▸ TEXT EXCERPT
[BEGIN]
Today Facebook took the great step of openly talking about their server and datacenter designs at the level of detail where they can actually be replicated by others. Another reason why I call it “great?” Well, it’s interesting that the sourcing and design of these was done by Facebook and with Taiwanese component makers. Nothing new for many of us working in the industry, but it’s something that’s often not discussed in the press when talking about US server companies.
If you take a look at the Facebook Open Compute server page and listen to the video with Frank Frankovsky you’ll hear a few company names mentioned. Many of them might not be familiar to you. Frank is the Director of Hardware Design and Supply Chain at Facebook, and used to be at Dell DCS (the datacenter solutions group) where he was the first technologist. One last piece of trivia: He was the technologist that covered Joyent too. We’ve been lucky enough to have bought servers from him and Steve six years ago and went out for sushi when he was down here interviewing.
Synnex, Quanta and Delta were already the source suppliers and simply able to iterate on a design faster and move it into production. Because this is actually what they do. These aren’t little companies either: They each earn US$20-60 billion per year in revenue.
[END]
▸ PROBLEMS AND TASKS
A) In the passage on Facebook's server designs, what is Frank Frankovsky's position at Facebook?
B) Pick up the passage on Facebook's server designs after its last sentence and write the next part.
The items that come next have nothing to do with the passage on Facebook's server designs.

Excerpts from a point labeling dataset
[BEGIN]
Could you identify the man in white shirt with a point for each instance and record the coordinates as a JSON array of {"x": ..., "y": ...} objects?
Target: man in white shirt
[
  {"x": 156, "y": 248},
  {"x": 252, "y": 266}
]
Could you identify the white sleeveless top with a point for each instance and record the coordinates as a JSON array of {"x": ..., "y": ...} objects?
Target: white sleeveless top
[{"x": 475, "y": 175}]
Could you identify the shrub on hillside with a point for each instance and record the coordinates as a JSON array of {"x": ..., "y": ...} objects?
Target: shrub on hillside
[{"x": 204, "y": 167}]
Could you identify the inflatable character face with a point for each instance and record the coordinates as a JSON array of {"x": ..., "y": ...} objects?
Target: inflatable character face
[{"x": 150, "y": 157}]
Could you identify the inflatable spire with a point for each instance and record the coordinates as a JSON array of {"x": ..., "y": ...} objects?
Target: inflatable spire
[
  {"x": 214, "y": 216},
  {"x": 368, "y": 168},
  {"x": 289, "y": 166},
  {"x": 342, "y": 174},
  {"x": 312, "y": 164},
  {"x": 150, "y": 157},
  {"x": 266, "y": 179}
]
[END]
▸ RESULTS FOR THE EXERCISE
A) He is the Director of Hardware Design and Supply Chain.

B)
Greater China is also the largest producer and consumer of rare earth metals. Think about it.
And then another big Taiwanese company worth mentioning is Inventec. They’re actually the “biggest server ODM and one of the top 4 Notebook makers worldwide.” What is an ODM you ask? According to Wikipedia, “an original design manufacturer (ODM) is a company which designs and manufactures a product which is specified and eventually branded by another firm for sale.”
Taiwanese were OEMs of components. Then they became ODMs of components (Delta, for example, has around 90% or more of the market share of power supplies worldwide), and OEMs for full systems (e.g. servers).
They’ve become ODMs for servers, storage and networking. The old “boxes.” And they’re able to collaborate with companies like us, Facebook, Google, Amazon et al.
Because the new box is the datacenter (used to be the PC, now it’s DC), the walls of a datacenter are the chassis and the PC-style servers are just a component in that box, no different than a power supply or a motherboard.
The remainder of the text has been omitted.